#### Dataset records
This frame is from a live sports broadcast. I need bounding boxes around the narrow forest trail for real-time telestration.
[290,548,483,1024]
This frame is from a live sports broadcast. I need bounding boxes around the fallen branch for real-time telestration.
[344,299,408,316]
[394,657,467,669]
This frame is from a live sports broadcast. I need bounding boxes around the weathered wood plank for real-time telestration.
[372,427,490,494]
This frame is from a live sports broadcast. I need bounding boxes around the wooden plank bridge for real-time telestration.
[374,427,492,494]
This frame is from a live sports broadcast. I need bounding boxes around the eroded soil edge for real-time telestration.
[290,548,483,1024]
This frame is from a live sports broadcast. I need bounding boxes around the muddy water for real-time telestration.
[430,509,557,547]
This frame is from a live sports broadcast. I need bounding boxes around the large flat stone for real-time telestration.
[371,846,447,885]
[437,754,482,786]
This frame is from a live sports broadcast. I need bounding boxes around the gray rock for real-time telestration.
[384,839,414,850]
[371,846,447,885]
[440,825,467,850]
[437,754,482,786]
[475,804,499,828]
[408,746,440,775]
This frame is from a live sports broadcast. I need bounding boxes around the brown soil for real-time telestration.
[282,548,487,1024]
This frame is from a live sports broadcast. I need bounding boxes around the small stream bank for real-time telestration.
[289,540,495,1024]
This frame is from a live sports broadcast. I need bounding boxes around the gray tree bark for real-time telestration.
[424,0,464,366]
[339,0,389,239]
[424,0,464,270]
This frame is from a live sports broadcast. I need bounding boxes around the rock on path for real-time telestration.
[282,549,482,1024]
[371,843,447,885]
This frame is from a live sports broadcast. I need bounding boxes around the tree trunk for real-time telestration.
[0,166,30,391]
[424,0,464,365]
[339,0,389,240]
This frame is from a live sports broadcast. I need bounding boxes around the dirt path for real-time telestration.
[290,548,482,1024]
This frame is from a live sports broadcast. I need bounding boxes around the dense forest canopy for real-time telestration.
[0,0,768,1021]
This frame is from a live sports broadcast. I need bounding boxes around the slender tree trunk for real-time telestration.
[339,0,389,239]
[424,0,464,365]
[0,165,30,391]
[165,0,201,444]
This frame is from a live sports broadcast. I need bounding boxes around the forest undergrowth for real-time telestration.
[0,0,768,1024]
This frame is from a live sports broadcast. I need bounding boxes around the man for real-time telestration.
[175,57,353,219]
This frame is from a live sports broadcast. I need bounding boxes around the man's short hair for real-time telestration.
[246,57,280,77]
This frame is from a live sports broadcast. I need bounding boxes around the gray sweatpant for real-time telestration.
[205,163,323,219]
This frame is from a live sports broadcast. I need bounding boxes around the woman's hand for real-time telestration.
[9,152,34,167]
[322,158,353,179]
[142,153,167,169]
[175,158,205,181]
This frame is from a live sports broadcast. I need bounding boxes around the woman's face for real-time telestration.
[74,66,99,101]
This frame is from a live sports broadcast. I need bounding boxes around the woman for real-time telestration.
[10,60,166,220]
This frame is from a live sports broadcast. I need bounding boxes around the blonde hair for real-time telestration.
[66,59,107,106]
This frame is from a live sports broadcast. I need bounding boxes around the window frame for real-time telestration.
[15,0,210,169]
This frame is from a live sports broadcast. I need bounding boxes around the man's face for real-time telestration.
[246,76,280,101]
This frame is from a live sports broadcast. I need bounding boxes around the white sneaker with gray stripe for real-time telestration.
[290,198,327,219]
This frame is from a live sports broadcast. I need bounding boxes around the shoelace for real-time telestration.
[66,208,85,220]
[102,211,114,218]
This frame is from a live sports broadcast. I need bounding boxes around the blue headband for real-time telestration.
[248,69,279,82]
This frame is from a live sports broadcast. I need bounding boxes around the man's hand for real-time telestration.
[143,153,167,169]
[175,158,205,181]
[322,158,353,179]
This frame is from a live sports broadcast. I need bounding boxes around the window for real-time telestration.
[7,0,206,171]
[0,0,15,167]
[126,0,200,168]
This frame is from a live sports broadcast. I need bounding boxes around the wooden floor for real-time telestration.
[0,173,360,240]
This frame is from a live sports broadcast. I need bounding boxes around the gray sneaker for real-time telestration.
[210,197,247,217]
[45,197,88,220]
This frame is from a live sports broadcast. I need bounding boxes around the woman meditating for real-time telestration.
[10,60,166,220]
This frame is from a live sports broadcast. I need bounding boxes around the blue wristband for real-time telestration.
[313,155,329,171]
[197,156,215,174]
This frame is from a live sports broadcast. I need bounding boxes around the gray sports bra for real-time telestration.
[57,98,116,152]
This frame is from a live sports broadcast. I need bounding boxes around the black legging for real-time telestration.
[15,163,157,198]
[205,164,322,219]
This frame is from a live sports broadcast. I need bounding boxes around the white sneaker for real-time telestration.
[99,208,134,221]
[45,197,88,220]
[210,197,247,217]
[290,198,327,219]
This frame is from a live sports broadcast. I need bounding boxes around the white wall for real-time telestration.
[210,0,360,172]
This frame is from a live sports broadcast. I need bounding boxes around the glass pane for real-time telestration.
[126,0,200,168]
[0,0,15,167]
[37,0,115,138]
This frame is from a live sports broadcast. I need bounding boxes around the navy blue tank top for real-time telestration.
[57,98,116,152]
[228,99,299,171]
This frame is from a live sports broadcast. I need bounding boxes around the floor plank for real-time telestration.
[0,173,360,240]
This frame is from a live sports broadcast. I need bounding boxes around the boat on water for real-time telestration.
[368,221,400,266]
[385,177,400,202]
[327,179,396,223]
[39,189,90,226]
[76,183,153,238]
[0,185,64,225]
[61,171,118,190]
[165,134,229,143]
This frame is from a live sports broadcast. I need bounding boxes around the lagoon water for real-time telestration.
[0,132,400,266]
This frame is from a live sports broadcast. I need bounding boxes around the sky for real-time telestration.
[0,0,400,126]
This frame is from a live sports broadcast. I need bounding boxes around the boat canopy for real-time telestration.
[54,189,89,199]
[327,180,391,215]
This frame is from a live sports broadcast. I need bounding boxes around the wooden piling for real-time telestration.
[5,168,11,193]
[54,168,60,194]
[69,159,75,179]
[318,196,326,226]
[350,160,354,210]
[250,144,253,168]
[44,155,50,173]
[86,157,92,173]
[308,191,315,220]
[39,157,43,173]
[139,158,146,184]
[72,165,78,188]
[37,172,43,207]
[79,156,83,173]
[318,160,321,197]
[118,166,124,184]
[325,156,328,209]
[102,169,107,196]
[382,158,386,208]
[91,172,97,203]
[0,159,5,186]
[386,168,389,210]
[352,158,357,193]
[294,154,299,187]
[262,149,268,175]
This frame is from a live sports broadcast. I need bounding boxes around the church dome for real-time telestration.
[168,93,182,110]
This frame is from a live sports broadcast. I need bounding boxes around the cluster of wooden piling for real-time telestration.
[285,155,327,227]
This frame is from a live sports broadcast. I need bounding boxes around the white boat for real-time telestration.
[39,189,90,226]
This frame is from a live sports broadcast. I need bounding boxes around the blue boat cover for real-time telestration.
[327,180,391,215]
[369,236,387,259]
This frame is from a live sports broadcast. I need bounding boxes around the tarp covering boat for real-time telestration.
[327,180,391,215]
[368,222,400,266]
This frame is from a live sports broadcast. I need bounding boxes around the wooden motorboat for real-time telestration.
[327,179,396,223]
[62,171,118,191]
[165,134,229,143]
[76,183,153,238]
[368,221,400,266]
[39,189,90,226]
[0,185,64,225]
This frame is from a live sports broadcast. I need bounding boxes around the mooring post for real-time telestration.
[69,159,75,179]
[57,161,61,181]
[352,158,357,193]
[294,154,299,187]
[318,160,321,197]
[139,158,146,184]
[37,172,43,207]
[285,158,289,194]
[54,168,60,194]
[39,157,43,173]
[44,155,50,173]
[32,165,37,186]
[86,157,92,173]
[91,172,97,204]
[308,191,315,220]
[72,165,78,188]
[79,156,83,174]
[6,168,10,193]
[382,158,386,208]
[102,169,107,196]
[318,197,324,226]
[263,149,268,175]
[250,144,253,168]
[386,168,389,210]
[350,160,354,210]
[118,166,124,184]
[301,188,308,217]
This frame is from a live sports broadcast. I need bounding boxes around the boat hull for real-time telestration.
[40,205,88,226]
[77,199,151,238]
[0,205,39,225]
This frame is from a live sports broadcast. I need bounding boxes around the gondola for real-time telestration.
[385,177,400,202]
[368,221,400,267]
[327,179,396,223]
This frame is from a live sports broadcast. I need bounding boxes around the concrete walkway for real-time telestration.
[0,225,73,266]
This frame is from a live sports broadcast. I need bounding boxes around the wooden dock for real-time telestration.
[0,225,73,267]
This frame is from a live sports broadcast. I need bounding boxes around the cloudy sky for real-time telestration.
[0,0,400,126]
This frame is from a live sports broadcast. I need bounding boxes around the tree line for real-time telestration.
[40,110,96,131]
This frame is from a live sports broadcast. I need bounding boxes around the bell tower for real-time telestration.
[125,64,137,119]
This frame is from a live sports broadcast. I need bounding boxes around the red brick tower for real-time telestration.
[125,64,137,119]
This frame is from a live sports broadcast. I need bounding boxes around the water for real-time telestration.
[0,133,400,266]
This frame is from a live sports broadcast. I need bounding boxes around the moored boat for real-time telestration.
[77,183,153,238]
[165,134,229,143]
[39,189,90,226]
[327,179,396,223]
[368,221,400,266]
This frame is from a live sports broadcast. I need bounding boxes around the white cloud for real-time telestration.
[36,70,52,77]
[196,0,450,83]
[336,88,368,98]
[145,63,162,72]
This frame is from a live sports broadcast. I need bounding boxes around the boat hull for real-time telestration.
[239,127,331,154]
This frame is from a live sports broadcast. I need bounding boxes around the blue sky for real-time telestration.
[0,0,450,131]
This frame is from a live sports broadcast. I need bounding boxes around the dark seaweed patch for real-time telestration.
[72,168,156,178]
########
> _Task prompt_
Please reproduce, word for word, the part of the data that opens with the line containing "edge for real-time telestration." and closes with the line containing "[371,843,447,885]", including both of those lines.

> _Written reply_
This frame is from a live sports broadcast. I need bounding boxes around the eroded soil edge for real-time telestration.
[290,548,483,1024]
This frame is from a live sports broadcast. I need bounding boxes around the muddy water for real-time telestration.
[430,509,557,547]
This frame is from a live sports broadcast. I need bounding boxes around the large flat stone for real-time telestration.
[371,846,447,885]
[437,754,482,786]
This frame is from a live sports broadcast. I need bounding boxes around the gray rock for real-time telestration.
[384,839,414,850]
[371,846,447,885]
[440,825,467,850]
[437,754,482,786]
[475,804,499,828]
[408,746,440,775]
This frame is from a live sports broadcast. I need bounding boxes around the brown soil for real-time telestration.
[282,548,487,1024]
This frame is from a live sports broadcast. I need bounding boxes around the small stream bank for real-time telestration.
[289,540,495,1024]
This frame is from a live sports broadcast. I need bounding boxes around the gray tree bark for real-time telestration.
[424,0,464,366]
[339,0,389,239]
[424,0,464,270]
This frame is from a live sports broadcast. I need bounding boxes around the rock on path for real-time telestration.
[282,549,482,1024]
[371,843,447,885]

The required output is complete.